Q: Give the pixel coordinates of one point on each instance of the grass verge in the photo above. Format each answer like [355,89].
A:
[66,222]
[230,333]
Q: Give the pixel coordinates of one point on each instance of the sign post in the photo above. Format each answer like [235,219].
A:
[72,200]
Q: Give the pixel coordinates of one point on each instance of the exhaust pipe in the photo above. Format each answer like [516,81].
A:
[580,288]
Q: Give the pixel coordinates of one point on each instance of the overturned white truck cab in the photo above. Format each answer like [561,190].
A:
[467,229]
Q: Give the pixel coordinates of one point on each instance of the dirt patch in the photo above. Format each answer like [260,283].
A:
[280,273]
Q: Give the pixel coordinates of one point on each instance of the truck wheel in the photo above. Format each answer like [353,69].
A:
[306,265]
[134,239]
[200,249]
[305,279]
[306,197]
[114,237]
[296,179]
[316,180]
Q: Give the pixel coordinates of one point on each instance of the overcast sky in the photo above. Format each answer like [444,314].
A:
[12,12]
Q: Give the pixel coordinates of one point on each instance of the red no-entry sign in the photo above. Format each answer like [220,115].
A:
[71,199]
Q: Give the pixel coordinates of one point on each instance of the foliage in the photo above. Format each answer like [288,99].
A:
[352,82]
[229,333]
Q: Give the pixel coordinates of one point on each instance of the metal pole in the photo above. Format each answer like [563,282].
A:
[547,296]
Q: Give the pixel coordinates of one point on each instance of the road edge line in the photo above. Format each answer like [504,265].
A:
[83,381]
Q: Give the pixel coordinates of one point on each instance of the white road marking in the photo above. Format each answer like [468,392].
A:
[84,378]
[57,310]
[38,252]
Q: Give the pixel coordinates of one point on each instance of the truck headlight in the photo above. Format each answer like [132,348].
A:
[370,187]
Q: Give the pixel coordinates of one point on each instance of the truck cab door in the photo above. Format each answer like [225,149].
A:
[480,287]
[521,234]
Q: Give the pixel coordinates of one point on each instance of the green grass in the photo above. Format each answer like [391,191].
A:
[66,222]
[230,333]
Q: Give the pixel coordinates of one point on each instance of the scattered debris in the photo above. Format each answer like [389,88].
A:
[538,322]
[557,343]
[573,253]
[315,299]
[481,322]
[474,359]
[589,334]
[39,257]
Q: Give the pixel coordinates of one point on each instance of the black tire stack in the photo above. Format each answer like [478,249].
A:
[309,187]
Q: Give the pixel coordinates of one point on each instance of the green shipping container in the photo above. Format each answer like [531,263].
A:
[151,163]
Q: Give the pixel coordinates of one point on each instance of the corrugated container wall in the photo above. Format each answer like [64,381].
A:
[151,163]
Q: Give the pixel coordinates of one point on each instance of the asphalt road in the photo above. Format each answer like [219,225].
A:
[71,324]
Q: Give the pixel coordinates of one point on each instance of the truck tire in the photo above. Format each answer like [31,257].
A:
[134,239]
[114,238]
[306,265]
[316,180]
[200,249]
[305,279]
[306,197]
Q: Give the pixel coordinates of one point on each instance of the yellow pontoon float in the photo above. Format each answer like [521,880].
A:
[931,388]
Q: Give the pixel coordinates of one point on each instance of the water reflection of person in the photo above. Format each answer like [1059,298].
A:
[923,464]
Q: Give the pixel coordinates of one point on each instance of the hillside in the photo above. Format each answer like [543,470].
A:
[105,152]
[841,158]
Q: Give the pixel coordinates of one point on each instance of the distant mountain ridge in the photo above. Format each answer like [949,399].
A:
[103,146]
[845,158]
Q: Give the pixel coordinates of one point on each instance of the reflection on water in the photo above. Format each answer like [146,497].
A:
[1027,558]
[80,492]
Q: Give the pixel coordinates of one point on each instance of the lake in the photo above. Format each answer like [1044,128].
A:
# # # # # # #
◆ **EXERCISE PROMPT**
Copy word for word the lines of the rows from the one containing "answer like [531,263]." through the last line of the rows, including both ends.

◆ **WORKED SOLUTION**
Q: Give the pixel coordinates of one point on each instance of the green shipping container in the photo above. Format each answer like [531,263].
A:
[151,163]
Q: Give the pixel coordinates of one point on each instance of the corrugated container wall in the photo above. Format each answer like [64,381].
A:
[151,163]
Q: Give the pixel coordinates of one point on each instance of the asphalt road in the photo above. Format each answer like [219,225].
A:
[71,324]
Q: Give the pixel coordinates of one point on each instance of the truck tire in the photo above. Format each answer like [31,257].
A:
[134,239]
[114,238]
[306,265]
[316,180]
[200,249]
[305,279]
[306,197]
Q: Give the pixel coordinates of one point on each instance of the yellow pontoon float in the photo above. Format each answer like [521,880].
A:
[931,388]
Q: Give the pixel coordinates of one point on each instance of the water reflection of person in the photo above. Format each answer like [1059,298].
A:
[923,464]
Q: Give the pixel coordinates of one point on each instance of the hillside in the photo above. Format each answer like [543,470].
A:
[105,152]
[841,158]
Q: Give the pixel coordinates of one point on each instance of the distant mountain ridge in the photo above. Format each answer like [949,399].
A:
[103,146]
[845,158]
Q: Give the pixel coordinates of one point on each instance of the reflection on water in the photo above. Format each answer like [146,497].
A:
[1027,558]
[80,492]
Q: Give the pixel coordinates of one point on each instance of the lake in the photo above. Format each answer like [1044,128].
A:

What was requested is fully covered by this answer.